_What to work on:_
1 > In the Federal Reserve article, on what date will the job openings and labor turnover survey results be released?
2 > Restate the paragraph of the Federal Reserve article that begins "Claudia Sahm, the chief economist" as a short bulleted list that keeps its main facts.
3 > Reproduce the passage of the Federal Reserve article starting at "Renter said the" and ending at "December 10, respectively.".

** Selected extract follows **

- The Federal Reserve will decide on a possible interest rate cut at its final 2025 meeting.
- The government shutdown delayed economic data, making the central bank's decision more difficult.
- A rate cut could lower borrowing costs for mortgages and credit cards, bringing relief to consumers.
The Federal Reserve has one more decision in 2025 — and it will set the tone for where interest rates will go in the new year.
On Wednesday, leaders at the central bank will decide whether to continue cutting rates or put a pause on loosening monetary policy. The call will have ripple effects across consumer prices, the job market, and Corporate America. CME FedWatch predicted the Fed had a roughly 90% chance of a quarter-point cut on Monday.
But slicing rates isn't a sure thing. The final Federal Open Market Committee meeting of 2025 will follow the record-long government shutdown, which upended job stability for federal workers and disrupted data releases, including on unemployment and inflation. Even with the government open again, federal agencies like the Bureau of Labor Statistics continue to delay or have canceled their reports. It leaves the Fed's decision makers without a full picture of US economic health.
"The risk to the labor market's still there, the risks to inflation are still there, neither of which are necessarily a cause for alarm right now," Elizabeth Renter, senior economist at NerdWallet, told Business Insider, but "the picture is cloudy."
The Fed still has limited economic data
Fed leaders are missing some key job and price data. Because BLS didn't collect new data during the shutdown, the agency can't publish the October consumer price index report or the October unemployment rate, and the November jobs report and inflation data won't be released in time for the December meeting.
Renter said the murky economic picture may mean the Fed leans on last-minute data reports to make its decision. The job openings and labor turnover survey results and the employment cost index will be released on December 9 and December 10, respectively.
The delayed September jobs report that came out on November 20 showed that the US added more jobs than expected that month, and unemployment increased amid an increase in labor force participation. Cory Stahle, an economist at the Indeed Hiring Lab, told Business Insider that this doesn't mean the job market is reinvigorated or that the Fed's concerns over the labor market would immediately fade.
"We're still off to one of the worst starts we've had since 2010 after you take out the pandemic," Stahle said. Federal Reserve Chair Jerome Powell said in the last FOMC press conference that labor market conditions had "not changed much" between the Fed's September and October meetings.
Claudia Sahm, the chief economist for New Century Advisors, expects the Fed to cut rates again, but wouldn't be surprised if members then decide to hold off for a while to see how the economy evolves. She also said there hasn't been much progress on cooling US inflation this year. After another cut to help with the job market, she expects a wait-and-see period before another rate cut, assuming there aren't drastic labor market changes.
"I have a feeling that if all goes well in the economy, the Fed probably is not going to be doing a whole lot because they took steps right now to ensure against the worst outcomes," Sahm said. "Then it's just going to take time for the inflation to start moving back down."
The Fed has kept monetary policy restrictive so far this year, holding rates steady until September. But not all Fed leaders agree. Minutes from recent meetings show that some FOMC members would prefer larger and more consistent interest rate cuts. It's possible that monetary strategy could change in 2026, as Powell's term ends in May. President Donald Trump — who has been a vocal advocate for rate cuts — is likely to nominate a new Fed chair in January.

** End of Selected extract **
** Extracted data follows **

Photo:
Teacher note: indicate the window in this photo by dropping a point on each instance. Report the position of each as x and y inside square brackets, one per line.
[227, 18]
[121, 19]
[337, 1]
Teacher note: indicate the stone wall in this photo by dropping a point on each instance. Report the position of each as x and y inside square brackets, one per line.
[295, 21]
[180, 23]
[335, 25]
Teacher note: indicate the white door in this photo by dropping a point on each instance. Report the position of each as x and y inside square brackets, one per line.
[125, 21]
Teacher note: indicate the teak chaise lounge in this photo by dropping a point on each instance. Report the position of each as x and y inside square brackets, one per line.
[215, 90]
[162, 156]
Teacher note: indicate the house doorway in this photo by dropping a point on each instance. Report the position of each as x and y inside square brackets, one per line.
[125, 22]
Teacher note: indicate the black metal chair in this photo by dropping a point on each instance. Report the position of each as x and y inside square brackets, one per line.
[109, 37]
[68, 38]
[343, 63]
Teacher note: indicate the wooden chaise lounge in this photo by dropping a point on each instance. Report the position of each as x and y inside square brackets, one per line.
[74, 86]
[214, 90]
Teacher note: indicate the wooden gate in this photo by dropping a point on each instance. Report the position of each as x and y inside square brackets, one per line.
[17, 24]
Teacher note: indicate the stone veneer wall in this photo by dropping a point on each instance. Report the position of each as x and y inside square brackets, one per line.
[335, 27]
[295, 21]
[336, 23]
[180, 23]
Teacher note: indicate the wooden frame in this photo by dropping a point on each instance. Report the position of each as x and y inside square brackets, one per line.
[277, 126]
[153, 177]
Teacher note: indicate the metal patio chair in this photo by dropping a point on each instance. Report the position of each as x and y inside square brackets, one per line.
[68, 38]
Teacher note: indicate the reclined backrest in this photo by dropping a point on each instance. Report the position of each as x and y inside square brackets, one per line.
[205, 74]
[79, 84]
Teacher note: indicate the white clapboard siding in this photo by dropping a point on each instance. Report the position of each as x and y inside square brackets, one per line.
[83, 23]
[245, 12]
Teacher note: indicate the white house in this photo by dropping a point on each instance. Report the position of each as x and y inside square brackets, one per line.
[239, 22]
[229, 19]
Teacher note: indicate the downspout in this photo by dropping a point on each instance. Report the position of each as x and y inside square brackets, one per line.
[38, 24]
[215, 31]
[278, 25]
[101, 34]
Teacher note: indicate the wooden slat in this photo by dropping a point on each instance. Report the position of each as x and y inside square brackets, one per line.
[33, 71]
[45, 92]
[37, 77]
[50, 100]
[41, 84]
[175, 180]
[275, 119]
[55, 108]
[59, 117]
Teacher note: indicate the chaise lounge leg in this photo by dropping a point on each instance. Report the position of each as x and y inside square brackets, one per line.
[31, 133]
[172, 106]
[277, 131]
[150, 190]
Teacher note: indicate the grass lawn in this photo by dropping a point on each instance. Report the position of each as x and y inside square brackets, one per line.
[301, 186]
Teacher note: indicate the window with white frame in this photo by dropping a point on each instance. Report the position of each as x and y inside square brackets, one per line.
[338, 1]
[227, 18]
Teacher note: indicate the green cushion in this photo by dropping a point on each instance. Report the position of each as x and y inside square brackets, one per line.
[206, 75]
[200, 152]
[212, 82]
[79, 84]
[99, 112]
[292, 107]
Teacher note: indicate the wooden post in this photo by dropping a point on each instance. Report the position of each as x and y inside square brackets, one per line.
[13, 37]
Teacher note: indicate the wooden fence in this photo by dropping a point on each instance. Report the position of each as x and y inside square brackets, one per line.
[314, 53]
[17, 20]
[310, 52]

** End of Extracted data **

_Written responses:_
1 > December 9

2 >
- Claudia Sahm, chief economist for New Century Advisors, expects the Fed to cut rates again.
- She would not be surprised if members then hold off for a while to see how the economy evolves.
- She says there has been little progress on cooling US inflation this year.
- After another cut to help the job market, she expects a wait-and-see period before any further cut, assuming no drastic labor market changes.

3 >
Renter said the murky economic picture may mean the Fed leans on last-minute data reports to make its decision. The job openings and labor turnover survey results and the employment cost index will be released on December 9 and December 10, respectively.